▶ _ROWS_
= = = = = = =

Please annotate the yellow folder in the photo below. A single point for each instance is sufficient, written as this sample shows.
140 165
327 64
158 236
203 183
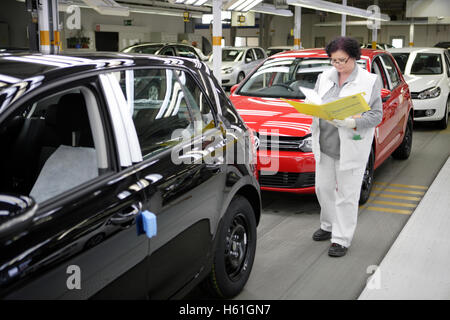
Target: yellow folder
339 109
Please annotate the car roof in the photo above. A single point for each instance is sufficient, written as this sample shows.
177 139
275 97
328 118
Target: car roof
414 49
320 53
23 69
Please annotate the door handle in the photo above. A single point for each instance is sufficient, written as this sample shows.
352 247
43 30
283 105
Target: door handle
126 217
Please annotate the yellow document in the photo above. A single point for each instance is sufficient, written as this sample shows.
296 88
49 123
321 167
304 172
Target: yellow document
339 109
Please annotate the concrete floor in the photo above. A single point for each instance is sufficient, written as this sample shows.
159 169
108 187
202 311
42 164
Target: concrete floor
290 265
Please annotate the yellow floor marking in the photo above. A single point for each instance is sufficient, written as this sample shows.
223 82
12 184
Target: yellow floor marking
401 185
397 204
391 196
399 191
390 210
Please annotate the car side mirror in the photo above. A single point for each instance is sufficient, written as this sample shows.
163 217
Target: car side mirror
16 215
385 95
233 88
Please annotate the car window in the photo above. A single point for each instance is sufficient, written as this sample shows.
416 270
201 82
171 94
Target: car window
168 51
259 54
283 77
377 68
187 52
401 59
427 63
447 63
198 102
391 71
160 108
53 145
249 56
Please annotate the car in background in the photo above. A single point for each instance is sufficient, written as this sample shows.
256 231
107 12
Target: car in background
166 49
380 46
427 72
238 62
445 45
277 49
285 159
110 189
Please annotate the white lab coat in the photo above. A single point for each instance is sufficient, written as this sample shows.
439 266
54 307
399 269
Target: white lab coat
353 153
338 182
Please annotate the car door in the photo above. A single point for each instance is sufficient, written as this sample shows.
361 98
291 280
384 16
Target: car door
398 103
84 236
249 61
183 175
385 130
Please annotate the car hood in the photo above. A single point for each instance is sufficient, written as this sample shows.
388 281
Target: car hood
418 83
273 116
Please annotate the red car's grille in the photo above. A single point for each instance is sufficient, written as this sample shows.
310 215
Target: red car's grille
287 179
281 143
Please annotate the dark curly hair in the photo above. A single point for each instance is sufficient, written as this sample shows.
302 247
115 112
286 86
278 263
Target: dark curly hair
346 44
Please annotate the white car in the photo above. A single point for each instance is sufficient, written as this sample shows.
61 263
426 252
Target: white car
274 50
237 62
427 72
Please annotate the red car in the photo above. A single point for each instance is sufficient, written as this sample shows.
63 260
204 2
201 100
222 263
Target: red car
285 160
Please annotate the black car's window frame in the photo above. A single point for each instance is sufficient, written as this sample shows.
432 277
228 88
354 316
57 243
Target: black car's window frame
194 78
90 82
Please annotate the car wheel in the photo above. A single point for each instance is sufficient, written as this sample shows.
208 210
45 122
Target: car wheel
241 77
367 184
404 149
235 251
442 124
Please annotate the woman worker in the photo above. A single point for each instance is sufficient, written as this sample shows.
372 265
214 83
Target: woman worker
342 147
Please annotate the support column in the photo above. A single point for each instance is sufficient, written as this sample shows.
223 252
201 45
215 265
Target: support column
297 27
344 20
217 39
48 21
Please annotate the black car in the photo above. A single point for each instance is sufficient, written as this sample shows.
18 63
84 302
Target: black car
110 189
167 49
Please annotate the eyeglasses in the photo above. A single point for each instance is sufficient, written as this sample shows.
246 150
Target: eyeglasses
339 61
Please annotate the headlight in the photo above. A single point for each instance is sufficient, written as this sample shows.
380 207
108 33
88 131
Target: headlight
429 93
306 145
227 70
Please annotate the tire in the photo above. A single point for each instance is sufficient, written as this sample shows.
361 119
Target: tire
367 183
241 76
404 149
443 123
233 260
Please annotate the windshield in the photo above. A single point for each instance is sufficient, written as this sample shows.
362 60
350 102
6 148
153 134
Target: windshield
282 77
427 63
149 49
401 59
232 55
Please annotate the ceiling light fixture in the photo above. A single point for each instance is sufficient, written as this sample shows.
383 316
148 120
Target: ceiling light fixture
338 8
191 2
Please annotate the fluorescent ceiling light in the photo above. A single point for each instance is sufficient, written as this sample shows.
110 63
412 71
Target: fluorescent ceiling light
191 2
271 9
108 7
241 5
337 8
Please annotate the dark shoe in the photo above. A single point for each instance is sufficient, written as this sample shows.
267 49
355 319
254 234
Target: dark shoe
321 235
336 250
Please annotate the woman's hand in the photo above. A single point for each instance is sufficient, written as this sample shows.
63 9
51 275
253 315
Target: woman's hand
346 123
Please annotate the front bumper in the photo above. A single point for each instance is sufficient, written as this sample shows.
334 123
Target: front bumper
286 171
437 104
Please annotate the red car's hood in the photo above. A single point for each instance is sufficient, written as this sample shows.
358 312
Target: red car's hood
271 115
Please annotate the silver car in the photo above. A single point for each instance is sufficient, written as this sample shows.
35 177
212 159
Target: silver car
237 62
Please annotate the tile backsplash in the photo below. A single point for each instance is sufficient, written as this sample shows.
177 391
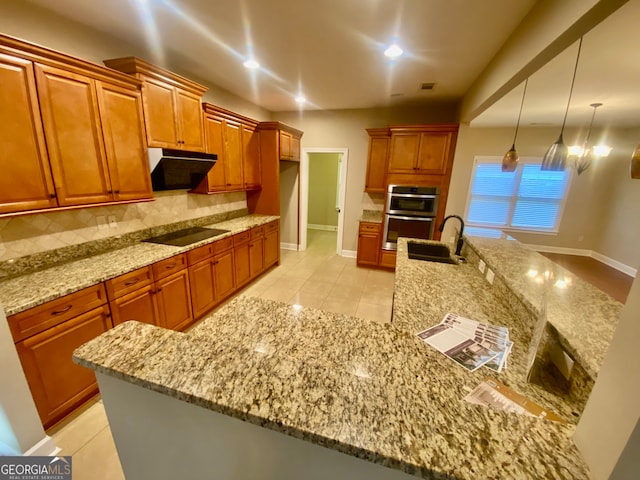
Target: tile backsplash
31 234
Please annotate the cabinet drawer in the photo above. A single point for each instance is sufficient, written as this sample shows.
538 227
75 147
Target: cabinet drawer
164 268
223 245
37 319
240 238
257 232
119 286
370 227
198 254
270 227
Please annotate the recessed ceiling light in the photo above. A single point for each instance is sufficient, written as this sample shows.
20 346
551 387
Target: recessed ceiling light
251 64
393 51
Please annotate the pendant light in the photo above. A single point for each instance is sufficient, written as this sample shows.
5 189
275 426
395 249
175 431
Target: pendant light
556 156
510 159
635 163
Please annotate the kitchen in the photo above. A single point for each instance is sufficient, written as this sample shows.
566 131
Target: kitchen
350 125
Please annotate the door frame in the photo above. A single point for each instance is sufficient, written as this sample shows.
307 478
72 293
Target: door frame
304 193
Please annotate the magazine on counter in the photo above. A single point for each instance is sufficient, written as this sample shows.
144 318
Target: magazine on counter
470 343
494 394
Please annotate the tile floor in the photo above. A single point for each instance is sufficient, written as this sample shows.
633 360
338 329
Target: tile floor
316 278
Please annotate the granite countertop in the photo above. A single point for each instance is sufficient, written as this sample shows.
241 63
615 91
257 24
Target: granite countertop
371 216
27 291
369 390
584 316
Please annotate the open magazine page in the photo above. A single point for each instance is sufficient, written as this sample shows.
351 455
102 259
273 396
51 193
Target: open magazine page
494 394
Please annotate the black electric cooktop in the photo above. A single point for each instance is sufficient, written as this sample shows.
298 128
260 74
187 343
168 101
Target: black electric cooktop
182 238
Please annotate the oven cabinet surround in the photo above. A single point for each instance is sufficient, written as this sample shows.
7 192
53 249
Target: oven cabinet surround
383 404
236 142
76 127
276 138
171 291
172 105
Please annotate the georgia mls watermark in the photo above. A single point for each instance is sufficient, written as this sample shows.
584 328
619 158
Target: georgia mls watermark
35 468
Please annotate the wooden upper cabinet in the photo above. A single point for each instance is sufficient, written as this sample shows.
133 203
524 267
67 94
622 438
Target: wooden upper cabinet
123 131
74 138
422 149
25 183
233 155
251 157
160 114
377 160
172 105
189 114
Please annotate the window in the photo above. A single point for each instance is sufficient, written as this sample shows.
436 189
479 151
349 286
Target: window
527 199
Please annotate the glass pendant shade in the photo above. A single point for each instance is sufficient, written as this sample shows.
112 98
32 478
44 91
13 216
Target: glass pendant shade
510 160
556 157
635 163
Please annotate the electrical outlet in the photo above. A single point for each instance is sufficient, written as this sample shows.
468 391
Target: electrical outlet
490 276
482 266
101 222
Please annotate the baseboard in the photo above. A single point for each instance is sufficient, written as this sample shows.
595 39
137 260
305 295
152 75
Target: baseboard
45 447
563 250
632 272
626 269
326 228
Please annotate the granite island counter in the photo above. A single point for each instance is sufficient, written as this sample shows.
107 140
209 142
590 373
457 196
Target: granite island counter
372 392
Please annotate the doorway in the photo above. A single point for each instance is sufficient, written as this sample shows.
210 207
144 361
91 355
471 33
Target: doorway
323 173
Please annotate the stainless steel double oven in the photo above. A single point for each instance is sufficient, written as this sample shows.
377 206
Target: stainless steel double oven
410 212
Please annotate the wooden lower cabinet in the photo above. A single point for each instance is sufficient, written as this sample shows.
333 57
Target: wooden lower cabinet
368 243
174 301
57 384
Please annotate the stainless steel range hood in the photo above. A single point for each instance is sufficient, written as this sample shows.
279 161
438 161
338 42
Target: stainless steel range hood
178 169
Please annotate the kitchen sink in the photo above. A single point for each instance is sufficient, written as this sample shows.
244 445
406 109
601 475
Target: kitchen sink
186 237
430 252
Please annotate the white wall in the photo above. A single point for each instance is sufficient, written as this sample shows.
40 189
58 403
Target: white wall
346 129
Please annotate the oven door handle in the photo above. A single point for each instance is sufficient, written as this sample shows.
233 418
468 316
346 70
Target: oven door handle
417 219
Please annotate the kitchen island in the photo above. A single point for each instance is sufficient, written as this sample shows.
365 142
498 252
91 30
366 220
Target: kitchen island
341 388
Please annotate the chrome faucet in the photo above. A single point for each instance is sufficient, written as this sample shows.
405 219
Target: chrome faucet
460 241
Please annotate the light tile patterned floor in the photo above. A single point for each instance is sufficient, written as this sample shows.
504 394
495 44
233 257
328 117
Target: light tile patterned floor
315 278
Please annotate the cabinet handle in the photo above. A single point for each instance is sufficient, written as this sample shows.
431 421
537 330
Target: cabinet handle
60 312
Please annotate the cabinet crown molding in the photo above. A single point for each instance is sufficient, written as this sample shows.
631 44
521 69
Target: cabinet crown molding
46 56
137 66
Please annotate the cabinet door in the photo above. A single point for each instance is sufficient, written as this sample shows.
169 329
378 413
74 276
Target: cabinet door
189 110
271 248
160 114
225 279
174 301
242 264
74 136
138 305
434 151
125 147
256 256
377 165
25 183
251 157
57 384
285 145
202 284
216 178
404 152
233 154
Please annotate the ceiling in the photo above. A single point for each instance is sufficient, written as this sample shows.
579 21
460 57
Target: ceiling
329 50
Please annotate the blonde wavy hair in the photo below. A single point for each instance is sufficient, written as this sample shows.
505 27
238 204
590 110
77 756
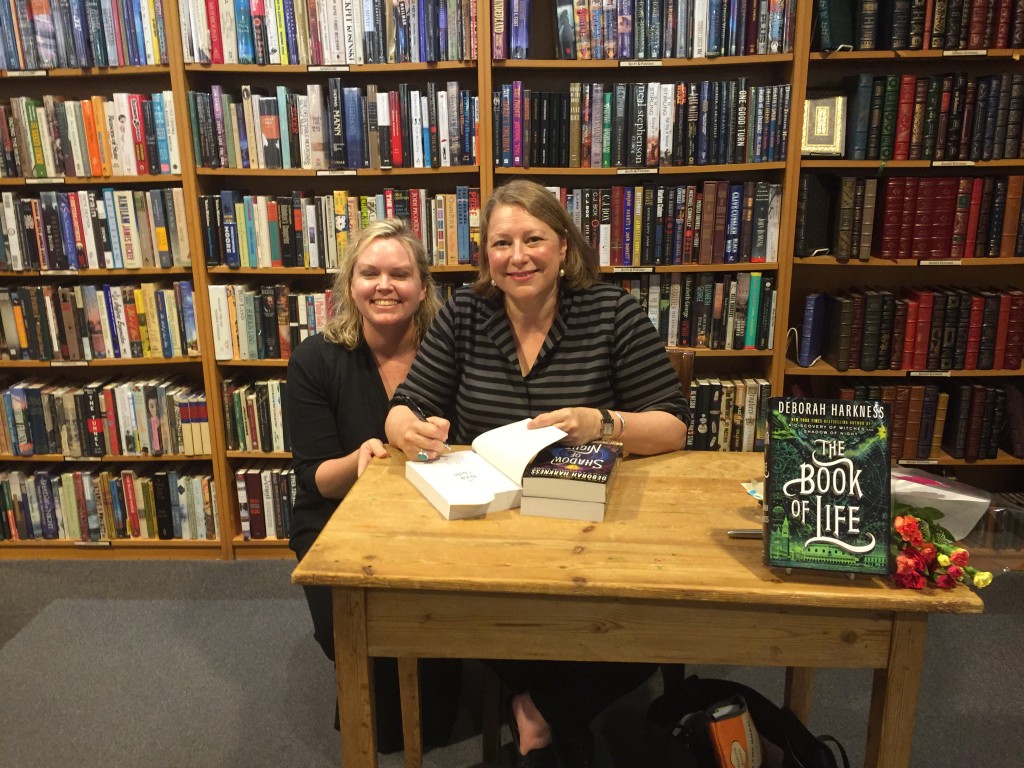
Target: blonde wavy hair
345 325
581 261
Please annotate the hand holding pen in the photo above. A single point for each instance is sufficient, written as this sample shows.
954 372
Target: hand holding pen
427 436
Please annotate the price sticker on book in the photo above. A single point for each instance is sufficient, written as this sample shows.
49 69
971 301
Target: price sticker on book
640 62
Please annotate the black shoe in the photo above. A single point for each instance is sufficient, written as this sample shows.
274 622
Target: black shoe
576 748
546 757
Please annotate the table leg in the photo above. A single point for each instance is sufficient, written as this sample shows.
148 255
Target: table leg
355 701
409 691
800 691
894 694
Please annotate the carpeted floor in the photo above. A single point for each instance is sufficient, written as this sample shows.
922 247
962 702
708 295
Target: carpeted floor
201 664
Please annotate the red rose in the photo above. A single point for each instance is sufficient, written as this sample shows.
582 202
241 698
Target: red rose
905 565
907 527
960 557
944 581
912 581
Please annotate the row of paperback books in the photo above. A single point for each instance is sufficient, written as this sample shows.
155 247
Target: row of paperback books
947 117
107 504
650 29
918 329
323 33
44 35
139 417
728 414
713 222
344 127
711 310
266 498
910 217
255 323
255 230
967 419
128 134
94 229
256 415
94 322
915 25
640 125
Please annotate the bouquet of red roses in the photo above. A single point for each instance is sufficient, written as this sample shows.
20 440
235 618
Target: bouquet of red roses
926 552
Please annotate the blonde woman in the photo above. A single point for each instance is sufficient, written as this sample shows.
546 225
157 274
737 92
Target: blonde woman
339 385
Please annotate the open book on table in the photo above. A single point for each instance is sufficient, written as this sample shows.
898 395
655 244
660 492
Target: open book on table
469 483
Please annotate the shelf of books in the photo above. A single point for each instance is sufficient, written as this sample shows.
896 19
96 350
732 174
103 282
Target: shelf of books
912 171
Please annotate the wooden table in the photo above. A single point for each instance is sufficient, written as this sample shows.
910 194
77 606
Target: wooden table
658 581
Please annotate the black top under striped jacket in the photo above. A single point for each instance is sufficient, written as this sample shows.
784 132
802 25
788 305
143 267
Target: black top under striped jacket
601 351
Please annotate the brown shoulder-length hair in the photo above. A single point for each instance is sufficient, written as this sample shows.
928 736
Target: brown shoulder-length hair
581 261
345 325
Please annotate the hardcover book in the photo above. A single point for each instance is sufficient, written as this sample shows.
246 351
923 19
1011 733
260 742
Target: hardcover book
470 483
826 485
570 481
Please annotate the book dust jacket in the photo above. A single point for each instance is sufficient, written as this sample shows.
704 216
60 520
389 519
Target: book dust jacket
826 485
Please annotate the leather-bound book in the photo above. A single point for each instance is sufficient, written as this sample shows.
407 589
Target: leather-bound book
913 414
974 332
1013 430
873 303
839 328
1001 330
941 412
962 212
909 333
943 215
1015 332
922 220
989 322
1011 216
891 218
909 212
954 431
935 331
929 410
899 421
904 117
899 334
856 328
990 446
923 328
918 118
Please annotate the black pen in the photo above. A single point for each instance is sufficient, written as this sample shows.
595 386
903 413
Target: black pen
415 408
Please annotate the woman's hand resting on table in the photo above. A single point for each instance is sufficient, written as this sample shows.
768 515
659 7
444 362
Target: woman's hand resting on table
580 424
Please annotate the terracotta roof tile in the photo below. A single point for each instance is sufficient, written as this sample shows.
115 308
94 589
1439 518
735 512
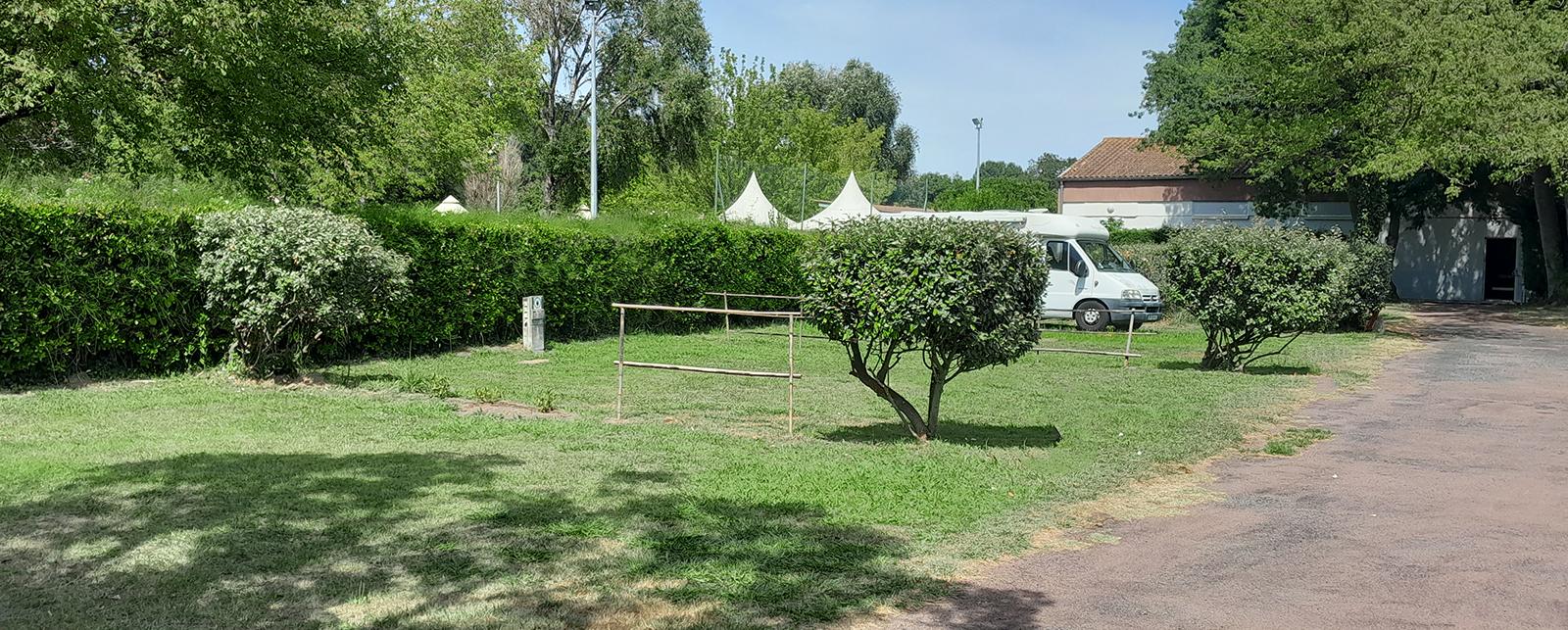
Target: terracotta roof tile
1126 159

= = = = = = =

▶ _THE EXERCISE_
Find the line containing "Please annotate the book", then extract it and every line after it to the end of the data above, exactly and nothing else, without pictures.

▶ _COMPLETE OUTPUT_
Please annotate the book dust jacket in the photo above. A single point for each instance is sufficient, written as this sample shows.
704 216
60 520
389 519
Target: book dust jacket
826 485
Please annotate the leather-bound book in the photo above. A single point for each instance is sufficient, written as this sample shows.
407 589
Target: leather-bound book
913 414
974 332
1013 430
873 303
839 328
1001 330
941 412
962 212
909 333
943 215
1015 332
922 220
989 322
1011 216
891 218
909 212
954 431
935 331
929 410
899 421
904 117
899 334
856 328
990 446
923 328
918 118
Please annotate the black pen in the photo above. A single point for each instance is sufficient, written as this sample shows.
595 386
903 413
Target: black pen
415 408
Please annotate the woman's hand resting on table in the photo above. A single point for each instance is sufficient, written as this sample shows.
768 515
659 7
444 362
Target: woman's hand resting on table
580 424
Please annotate the terracotta roof tile in the photo below. A single point for each instance is sufficient, written as this sample shows.
115 308
94 589
1439 518
735 512
Target: terracotta roof tile
1126 159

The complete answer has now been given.